# Calculus 2

## Applications of integrals

Consider various applications of integration such as computing volume, arc length, surface area, work, hydrostatic force, centroids of planar regions, and applications to business, economics, and life sciences.

### Area between two curves

Let $f(x)$ and $g(x)$ be continuous functions such that $f(x) \geq g(x)$ over an interval $[a, b]$. Let $\text{R}$ denote the region bounded above by $f(x)$, below by $g(x)$, on the left by $x = a$, and on the right by $x = b$. The area of $\text{R}$ is given by

$A = \int_{a}^{b} [f(x) - g(x)]dx$

Area of compound regions

If we want to look at regions bounded by the graphs of functions that cross one another, we modify the formula by using the absolute value function.

**Information provided:**
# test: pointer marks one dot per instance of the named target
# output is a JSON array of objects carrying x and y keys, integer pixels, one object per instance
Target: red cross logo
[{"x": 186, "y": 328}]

**Aim A:**
In the calculus notes, what is the formula for the area of the region R?
**Aim B:**
Using the calculus notes, explain why the area formula is changed to use the absolute value function.
**Aim C:**
List each boundary of the region R named in the calculus notes, together with the side it bounds.

**Task output A:**
$A = \int_{a}^{b} [f(x) - g(x)]dx$

**Task output B:**
The basic formula is stated for continuous functions with $f(x) \geq g(x)$ over $[a, b]$. To handle regions bounded by the graphs of functions that cross one another, the notes modify the formula by using the absolute value function.

**Task output C:**
- Above: $f(x)$
- Below: $g(x)$
- Left: $x = a$
- Right: $x = b$